▶ BRIEF: Convert all the rows below into a two-column CSV with the header input,output. Give one line per row, with its text under input and its answer under output, each in a quoted field with line breaks turned into spaces. Leave the pictures out.

▶ TASK INPUTS:
__________

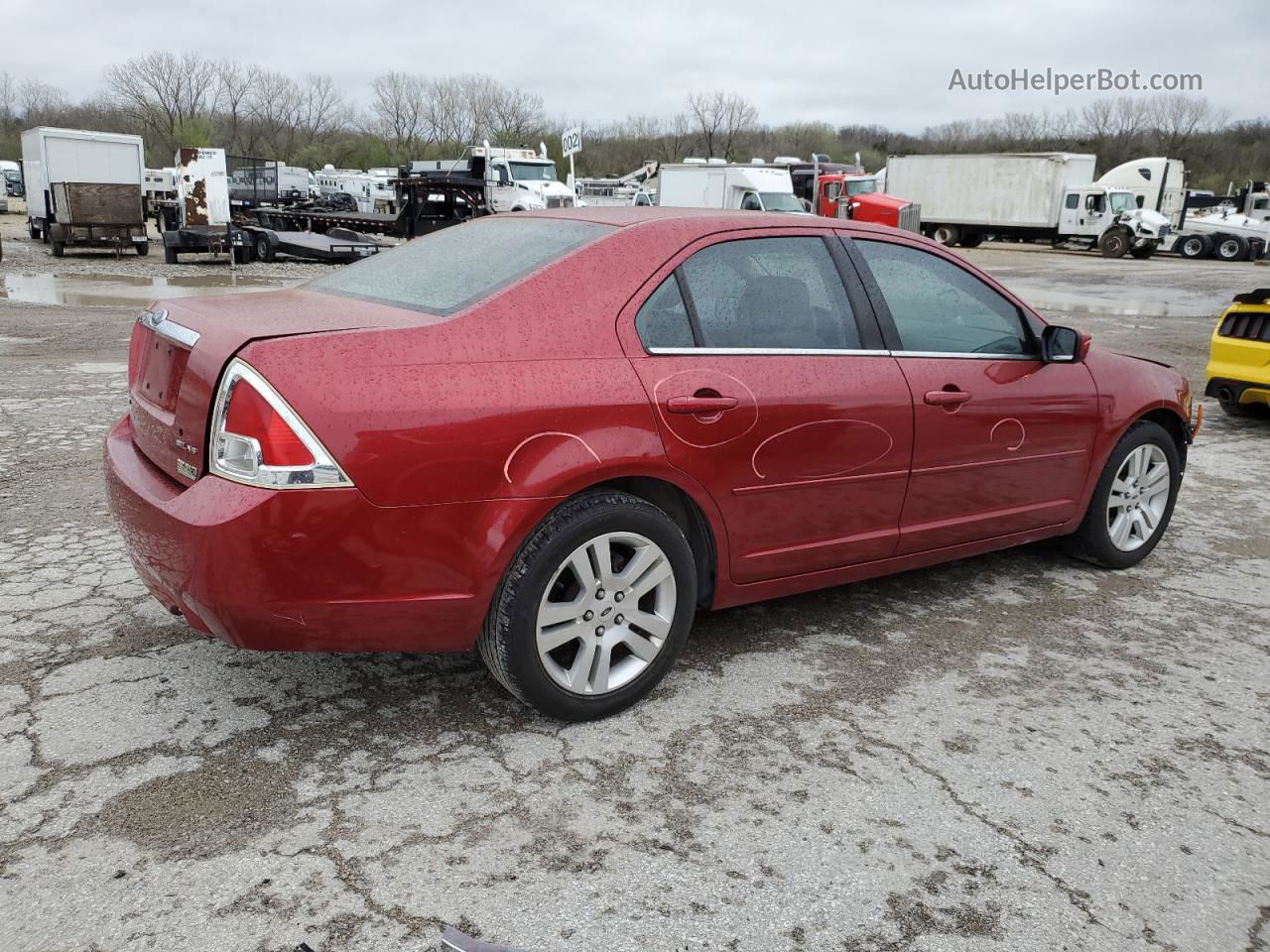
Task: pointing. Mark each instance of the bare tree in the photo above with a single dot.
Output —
(721, 117)
(166, 94)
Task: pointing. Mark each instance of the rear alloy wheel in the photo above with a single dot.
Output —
(1133, 502)
(594, 607)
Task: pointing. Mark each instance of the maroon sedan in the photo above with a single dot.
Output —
(558, 435)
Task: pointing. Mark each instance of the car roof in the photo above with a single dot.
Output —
(706, 220)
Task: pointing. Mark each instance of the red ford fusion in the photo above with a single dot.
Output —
(557, 435)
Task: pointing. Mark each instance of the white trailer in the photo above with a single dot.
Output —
(715, 184)
(84, 186)
(1026, 195)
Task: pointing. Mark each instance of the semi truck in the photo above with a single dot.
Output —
(516, 179)
(843, 190)
(84, 188)
(1229, 227)
(1026, 195)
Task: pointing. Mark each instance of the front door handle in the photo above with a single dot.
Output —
(947, 398)
(699, 405)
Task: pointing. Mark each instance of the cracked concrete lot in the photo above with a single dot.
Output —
(1015, 752)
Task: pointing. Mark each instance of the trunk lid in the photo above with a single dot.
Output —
(180, 349)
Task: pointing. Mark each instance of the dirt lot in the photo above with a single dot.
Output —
(1014, 752)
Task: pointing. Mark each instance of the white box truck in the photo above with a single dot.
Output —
(84, 188)
(1028, 195)
(711, 184)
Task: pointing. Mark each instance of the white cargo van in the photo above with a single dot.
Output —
(710, 184)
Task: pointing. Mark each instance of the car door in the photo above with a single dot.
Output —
(772, 391)
(1001, 439)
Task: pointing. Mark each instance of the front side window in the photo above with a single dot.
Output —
(939, 307)
(534, 172)
(770, 294)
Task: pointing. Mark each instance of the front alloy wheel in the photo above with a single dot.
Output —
(1133, 499)
(1138, 498)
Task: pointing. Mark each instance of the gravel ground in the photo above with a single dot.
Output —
(1014, 752)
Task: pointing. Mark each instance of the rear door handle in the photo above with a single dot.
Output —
(699, 405)
(947, 398)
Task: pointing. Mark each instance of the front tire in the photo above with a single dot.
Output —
(594, 607)
(1133, 500)
(1114, 244)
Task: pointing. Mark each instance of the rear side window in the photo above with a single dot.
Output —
(456, 267)
(939, 307)
(770, 294)
(663, 320)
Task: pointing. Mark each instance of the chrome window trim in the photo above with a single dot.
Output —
(971, 356)
(826, 352)
(159, 324)
(770, 350)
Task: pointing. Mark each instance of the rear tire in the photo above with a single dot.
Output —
(1230, 248)
(544, 599)
(263, 248)
(1095, 540)
(1114, 244)
(1196, 246)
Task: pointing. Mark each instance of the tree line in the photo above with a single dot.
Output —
(189, 99)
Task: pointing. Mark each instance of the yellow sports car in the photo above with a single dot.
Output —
(1238, 359)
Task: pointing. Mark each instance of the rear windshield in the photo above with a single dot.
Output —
(447, 271)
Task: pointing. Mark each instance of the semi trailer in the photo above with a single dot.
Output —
(84, 188)
(1026, 195)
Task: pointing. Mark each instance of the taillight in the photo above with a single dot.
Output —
(257, 436)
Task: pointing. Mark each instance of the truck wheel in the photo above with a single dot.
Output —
(1114, 244)
(1230, 248)
(263, 248)
(593, 610)
(1196, 246)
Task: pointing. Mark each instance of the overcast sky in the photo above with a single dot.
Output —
(885, 62)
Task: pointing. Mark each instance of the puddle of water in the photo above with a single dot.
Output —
(100, 367)
(126, 289)
(1049, 299)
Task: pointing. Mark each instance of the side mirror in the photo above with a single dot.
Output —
(1064, 345)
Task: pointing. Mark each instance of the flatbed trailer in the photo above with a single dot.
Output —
(255, 243)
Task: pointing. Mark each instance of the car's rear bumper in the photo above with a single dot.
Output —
(312, 570)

__________

▶ RESULT BELOW:
input,output
"Task: pointing. Mark each instance of the bare tree in the photo above with a single dot. Output —","(721, 117) (166, 94)"
"Task: pointing. Mark each instance of the rear alloy wheel in the photo above with a single dot. Output —","(1133, 502) (594, 607)"
"Task: pointing. Mark each instance of the maroon sedan in the photo above with a single dot. Output —","(558, 435)"
"Task: pointing. Mark each instance of the car roof in the photo above with a single dot. Output —","(706, 220)"
"Task: pointing. Mark each instance of the red ford fusion in the photo above with a single dot. Output —","(557, 435)"
"Task: pointing. Mark each instance of the white trailer in the photo above with a single dot. Output —","(715, 184) (84, 186) (1026, 195)"
"Task: pointing. Mark each instance of the semi truck in the photo above with a single dot. Output —","(516, 179) (843, 190) (84, 188) (1229, 227) (1026, 195)"
"Task: pointing. Mark each instance of the front door handle in the photo above with a single dot. Output —","(947, 398) (699, 405)"
"Task: pointing. Mark each instance of the cracked concrete lot in the photo above with a single dot. Output —","(1015, 752)"
"Task: pointing. Mark each instance of the trunk lid in the photo above with a single dot. Output —","(180, 349)"
"Task: pointing. Mark each instance of the dirt lot in the photo above with a single dot. Output —","(1014, 752)"
"Task: pointing. Mark each instance of the white box truck in the photo above with a single dot. Output —","(84, 188) (1028, 195) (711, 184)"
"Task: pointing. Mark each instance of the white cargo van in the photo above with a single dot. Output —","(710, 184)"
"Task: pointing. Mark each instance of the car door in the photo above with a single dot. Output —","(772, 391) (1001, 439)"
"Task: pointing. Mark each instance of the front side window in the photo above with a single dot. Output —","(939, 307) (534, 172) (770, 294)"
"Task: pointing. Mark each instance of the front alloy wheel in the photo above with a single dot. Output —","(1133, 499) (1138, 498)"
"Task: pointing. Mark each instance of the gravel ground in the photo above with a single dot. Output —","(1014, 752)"
"Task: pointing. Mark each instance of the rear door handle in the photo above with a single dot. Output —","(699, 405) (947, 398)"
"Task: pointing. Mark each instance of the front tire in the photo above with a single dot. Output —","(594, 607) (1133, 500) (1114, 244)"
"Task: pointing. Mark each instance of the rear side window in the photo above with a single dot. Output —","(456, 267) (939, 307) (770, 294) (663, 320)"
"Task: pointing. Mark each instance of the chrome window trim in the photo above with a single dot. Output —","(971, 356) (826, 352) (159, 324) (770, 350)"
"Task: pointing. Mark each instance of the rear tire in the photo above with a single dot. Output —","(1230, 248) (544, 599) (263, 248) (1095, 540) (1114, 244) (1196, 246)"
"Task: pointing. Mark each instance of the tree line in the photo above with a single dot. Output —","(189, 99)"
"Task: pointing. Mark each instance of the yellow sports car in the photo above with a single dot. Output —","(1238, 359)"
"Task: pointing. Mark each instance of the rear windshield in the photo above with a single dot. Output —","(447, 271)"
"Task: pointing. Mark each instance of the semi trailer in the photo above with a single dot. Output —","(84, 188) (1026, 195)"
"Task: pointing. Mark each instance of the taillight in the photo above with a single dot. Output —","(257, 436)"
"Task: pointing. Mark each instance of the truck wheel in the photo above with a single dot. Output —","(1114, 244) (1230, 248) (263, 248) (593, 610) (1196, 246)"
"Task: pointing. Mark each instance of the overcast sky in the photo above with a single dot. Output —","(885, 62)"
"Task: pointing. Mark each instance of the puddle of water in the photo above with a single dot. Output —","(100, 367) (126, 289) (1049, 299)"
"Task: pointing. Mark each instance of the side mirror in the photo above with a single dot. Output —","(1064, 345)"
"Task: pointing. Mark each instance of the flatbed trailer in the photo above with a single dot. Output —","(255, 243)"
"Task: pointing. Mark each instance of the car's rear bumper in the photo above with a single dot. Output —","(312, 570)"